Given data Block Start

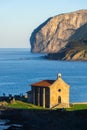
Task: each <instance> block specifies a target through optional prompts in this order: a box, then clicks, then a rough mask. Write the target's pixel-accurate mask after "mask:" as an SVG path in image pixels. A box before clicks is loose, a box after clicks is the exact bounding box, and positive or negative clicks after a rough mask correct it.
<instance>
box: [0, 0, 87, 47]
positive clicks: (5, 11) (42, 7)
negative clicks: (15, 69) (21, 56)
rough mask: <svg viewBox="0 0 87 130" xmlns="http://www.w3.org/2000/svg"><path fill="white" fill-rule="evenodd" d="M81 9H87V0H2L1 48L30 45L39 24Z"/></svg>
mask: <svg viewBox="0 0 87 130" xmlns="http://www.w3.org/2000/svg"><path fill="white" fill-rule="evenodd" d="M80 9H87V0H0V48H25V47H30V45H29V38H30V35H31V33H32V31H33V29H35V28H36V27H37V26H38V25H40V24H41V23H42V22H44V21H45V20H46V19H48V18H49V17H52V16H55V15H58V14H60V13H66V12H71V11H75V10H80Z"/></svg>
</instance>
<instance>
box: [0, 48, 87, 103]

Given data Block End

Exercise goal:
Output the records above exactly as they are, leaving out the pictures.

Answer to this problem:
Task: each <instance> block specifies a target through optional prompts in this order: a box, then clicks, then a rough mask. Write the target's pixel-accurate mask after "mask:" as an SVG path in image pixels. A box before clicks is loose, a box after clicks is the exact bounding box, and positive or negative clicks after a rough mask correct it.
<instance>
box: [0, 0, 87, 47]
positive clicks: (5, 11) (42, 7)
negative clicks: (15, 69) (21, 56)
rough mask: <svg viewBox="0 0 87 130" xmlns="http://www.w3.org/2000/svg"><path fill="white" fill-rule="evenodd" d="M81 9H87V0H2L1 48L30 45L39 24Z"/></svg>
mask: <svg viewBox="0 0 87 130" xmlns="http://www.w3.org/2000/svg"><path fill="white" fill-rule="evenodd" d="M80 9H87V0H0V48H25V47H30V45H29V38H30V35H31V33H32V31H33V29H35V28H36V27H37V26H38V25H40V24H41V23H42V22H44V21H45V20H46V19H48V18H49V17H52V16H55V15H58V14H60V13H66V12H71V11H75V10H80Z"/></svg>
</instance>
<instance>
box: [0, 48, 87, 103]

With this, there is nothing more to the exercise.